__ABOUT THIS EXERCISE__: Set down exactly the lines below, from the one containing "Target: beach sand" through the final line, and include no others.

__INPUT DATA__:

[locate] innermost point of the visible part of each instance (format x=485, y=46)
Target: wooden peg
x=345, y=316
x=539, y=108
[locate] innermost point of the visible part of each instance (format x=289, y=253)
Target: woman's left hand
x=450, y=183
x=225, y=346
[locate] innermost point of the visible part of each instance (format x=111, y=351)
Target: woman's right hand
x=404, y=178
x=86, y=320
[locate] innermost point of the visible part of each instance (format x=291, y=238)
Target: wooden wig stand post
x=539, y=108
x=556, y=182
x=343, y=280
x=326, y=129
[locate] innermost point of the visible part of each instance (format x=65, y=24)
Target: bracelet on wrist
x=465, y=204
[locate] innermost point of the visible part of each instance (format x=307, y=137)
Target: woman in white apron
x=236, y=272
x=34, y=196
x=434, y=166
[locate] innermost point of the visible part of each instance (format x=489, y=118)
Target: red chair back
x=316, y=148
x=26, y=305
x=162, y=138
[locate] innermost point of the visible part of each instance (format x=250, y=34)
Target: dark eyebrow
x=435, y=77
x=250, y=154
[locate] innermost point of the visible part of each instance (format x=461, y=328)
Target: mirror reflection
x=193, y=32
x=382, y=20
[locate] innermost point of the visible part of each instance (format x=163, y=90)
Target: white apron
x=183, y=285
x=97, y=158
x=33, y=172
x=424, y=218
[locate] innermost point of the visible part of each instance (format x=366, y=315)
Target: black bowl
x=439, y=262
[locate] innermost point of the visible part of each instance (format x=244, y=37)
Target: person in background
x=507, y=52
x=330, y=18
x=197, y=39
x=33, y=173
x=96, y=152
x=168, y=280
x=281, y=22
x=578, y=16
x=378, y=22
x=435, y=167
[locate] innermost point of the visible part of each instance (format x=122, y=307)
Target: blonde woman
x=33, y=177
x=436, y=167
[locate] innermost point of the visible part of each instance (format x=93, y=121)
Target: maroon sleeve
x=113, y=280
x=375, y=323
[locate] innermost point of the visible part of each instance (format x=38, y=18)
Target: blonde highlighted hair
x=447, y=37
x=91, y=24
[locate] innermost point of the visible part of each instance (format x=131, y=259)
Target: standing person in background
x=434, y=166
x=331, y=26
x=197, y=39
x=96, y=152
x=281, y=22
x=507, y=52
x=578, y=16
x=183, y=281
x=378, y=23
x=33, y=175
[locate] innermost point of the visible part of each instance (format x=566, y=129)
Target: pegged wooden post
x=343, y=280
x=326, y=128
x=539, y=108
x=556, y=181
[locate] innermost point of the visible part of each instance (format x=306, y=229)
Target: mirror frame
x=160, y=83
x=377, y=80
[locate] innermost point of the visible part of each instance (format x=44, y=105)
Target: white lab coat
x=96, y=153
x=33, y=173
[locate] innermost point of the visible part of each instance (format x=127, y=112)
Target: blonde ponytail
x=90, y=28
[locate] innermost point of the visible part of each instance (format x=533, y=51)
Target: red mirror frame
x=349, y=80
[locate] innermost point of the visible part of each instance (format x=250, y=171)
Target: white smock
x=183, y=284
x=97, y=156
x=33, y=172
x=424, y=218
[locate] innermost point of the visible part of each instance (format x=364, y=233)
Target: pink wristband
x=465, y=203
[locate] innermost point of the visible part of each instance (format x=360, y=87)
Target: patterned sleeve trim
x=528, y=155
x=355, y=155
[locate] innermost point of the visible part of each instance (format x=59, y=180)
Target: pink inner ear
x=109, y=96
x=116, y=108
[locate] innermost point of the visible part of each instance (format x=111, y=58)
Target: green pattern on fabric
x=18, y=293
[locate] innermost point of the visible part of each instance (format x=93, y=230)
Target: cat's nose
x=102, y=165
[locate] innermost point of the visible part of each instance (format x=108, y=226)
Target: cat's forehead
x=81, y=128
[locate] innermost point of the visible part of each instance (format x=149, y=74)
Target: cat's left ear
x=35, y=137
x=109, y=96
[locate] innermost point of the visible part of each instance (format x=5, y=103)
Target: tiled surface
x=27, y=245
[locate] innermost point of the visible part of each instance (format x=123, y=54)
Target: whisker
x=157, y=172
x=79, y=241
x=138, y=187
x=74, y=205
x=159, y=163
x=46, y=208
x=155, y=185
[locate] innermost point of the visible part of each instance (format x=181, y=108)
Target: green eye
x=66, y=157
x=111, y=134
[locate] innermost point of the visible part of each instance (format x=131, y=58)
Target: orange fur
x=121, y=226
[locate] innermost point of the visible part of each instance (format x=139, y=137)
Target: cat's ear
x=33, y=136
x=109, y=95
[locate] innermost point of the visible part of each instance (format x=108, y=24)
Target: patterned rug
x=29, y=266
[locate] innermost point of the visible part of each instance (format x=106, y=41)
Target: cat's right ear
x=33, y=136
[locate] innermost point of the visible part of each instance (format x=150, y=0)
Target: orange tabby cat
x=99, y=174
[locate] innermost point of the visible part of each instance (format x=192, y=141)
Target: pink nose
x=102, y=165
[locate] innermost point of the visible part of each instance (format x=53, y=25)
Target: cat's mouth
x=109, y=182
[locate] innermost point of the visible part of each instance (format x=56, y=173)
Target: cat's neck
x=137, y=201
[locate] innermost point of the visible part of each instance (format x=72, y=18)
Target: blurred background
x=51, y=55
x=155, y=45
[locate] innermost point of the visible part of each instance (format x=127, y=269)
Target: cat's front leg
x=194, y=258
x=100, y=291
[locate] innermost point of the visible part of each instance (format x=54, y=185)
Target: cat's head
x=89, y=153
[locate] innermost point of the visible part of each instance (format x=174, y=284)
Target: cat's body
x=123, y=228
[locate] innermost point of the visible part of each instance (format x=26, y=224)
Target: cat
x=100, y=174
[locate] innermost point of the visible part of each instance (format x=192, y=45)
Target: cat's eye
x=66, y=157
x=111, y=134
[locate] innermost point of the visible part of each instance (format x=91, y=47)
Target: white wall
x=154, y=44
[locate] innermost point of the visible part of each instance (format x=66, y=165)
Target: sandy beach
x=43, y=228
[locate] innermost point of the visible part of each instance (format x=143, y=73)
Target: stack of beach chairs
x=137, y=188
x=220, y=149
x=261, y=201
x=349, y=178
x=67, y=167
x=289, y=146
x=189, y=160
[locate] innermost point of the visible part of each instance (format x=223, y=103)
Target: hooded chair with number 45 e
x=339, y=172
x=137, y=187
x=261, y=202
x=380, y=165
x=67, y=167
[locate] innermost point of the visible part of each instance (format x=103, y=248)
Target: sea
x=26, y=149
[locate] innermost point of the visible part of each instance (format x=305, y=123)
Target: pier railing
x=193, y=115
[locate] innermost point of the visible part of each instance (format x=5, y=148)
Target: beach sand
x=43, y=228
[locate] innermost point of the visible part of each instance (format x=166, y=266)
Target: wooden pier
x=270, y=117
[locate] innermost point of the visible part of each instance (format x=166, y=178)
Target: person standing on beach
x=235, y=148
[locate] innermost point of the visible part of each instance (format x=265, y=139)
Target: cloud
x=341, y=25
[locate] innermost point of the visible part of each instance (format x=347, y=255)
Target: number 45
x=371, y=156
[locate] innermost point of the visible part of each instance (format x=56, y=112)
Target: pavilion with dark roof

__OUTPUT OF THE TASK__:
Target: beach sand
x=43, y=228
[locate] innermost point of the visible part of each instance (format x=166, y=266)
Target: wooden pier
x=270, y=117
[locate] innermost point of the visible part of each instance (format x=166, y=178)
Target: person standing on beach
x=235, y=148
[locate] innermost point of the visible part of each instance (format x=265, y=139)
Target: cloud
x=341, y=25
[locate] innermost point of the visible part of each instance (format x=347, y=255)
Target: number 45
x=371, y=156
[locate] innermost point of the visible part of each instance (format x=56, y=112)
Target: pavilion with dark roof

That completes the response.